## Task to carry out
Gather every line of the records below that contains the word "lounge", matching its case exactly.

++++++++++++++++++++

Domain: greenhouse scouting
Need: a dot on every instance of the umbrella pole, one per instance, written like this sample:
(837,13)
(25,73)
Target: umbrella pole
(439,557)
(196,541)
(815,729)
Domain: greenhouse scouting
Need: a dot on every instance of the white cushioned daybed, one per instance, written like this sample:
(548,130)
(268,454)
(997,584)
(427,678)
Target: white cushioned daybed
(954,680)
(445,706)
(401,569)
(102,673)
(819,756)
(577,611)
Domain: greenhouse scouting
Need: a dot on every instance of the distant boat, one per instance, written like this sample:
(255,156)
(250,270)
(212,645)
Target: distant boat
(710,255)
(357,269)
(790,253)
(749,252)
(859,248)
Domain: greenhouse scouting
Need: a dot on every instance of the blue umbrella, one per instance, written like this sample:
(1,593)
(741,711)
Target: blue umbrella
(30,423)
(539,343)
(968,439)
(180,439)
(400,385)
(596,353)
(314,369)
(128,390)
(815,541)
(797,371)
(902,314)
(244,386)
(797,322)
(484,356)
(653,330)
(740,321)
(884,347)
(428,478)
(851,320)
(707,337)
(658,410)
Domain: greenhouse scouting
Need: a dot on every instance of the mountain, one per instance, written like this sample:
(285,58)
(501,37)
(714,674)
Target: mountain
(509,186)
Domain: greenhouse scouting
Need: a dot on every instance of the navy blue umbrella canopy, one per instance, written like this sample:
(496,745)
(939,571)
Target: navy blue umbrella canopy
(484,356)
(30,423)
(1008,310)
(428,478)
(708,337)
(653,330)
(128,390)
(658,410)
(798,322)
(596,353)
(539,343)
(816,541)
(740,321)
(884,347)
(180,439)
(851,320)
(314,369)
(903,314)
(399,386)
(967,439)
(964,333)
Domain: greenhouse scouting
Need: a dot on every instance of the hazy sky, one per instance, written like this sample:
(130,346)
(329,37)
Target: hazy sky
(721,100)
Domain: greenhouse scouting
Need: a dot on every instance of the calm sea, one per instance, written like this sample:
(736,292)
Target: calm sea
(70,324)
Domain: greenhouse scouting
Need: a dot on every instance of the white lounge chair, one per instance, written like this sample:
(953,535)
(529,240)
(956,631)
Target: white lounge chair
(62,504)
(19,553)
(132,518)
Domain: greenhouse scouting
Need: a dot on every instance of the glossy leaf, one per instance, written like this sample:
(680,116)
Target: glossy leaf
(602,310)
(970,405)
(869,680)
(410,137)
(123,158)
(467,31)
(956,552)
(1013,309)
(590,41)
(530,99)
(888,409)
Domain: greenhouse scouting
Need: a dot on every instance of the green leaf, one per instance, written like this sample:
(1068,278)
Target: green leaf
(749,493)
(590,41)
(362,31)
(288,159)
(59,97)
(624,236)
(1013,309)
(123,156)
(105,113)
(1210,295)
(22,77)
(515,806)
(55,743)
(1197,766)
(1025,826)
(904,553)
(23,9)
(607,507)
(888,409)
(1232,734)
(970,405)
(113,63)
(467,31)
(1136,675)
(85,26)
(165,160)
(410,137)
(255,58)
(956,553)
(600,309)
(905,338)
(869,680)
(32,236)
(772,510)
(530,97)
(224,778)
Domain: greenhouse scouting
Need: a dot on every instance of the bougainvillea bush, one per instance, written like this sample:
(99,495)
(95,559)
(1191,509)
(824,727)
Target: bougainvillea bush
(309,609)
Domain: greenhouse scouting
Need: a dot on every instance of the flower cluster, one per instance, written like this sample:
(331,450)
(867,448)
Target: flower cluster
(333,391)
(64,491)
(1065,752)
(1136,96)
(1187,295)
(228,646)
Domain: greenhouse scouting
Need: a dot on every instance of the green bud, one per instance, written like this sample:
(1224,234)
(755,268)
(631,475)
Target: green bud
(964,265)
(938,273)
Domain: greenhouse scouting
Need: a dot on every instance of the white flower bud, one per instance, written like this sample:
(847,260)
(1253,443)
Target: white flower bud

++++++++++++++++++++

## Completed task
Need: a dot on every instance of the white lounge chair, one per instance, written like this sample:
Target: white lounge chair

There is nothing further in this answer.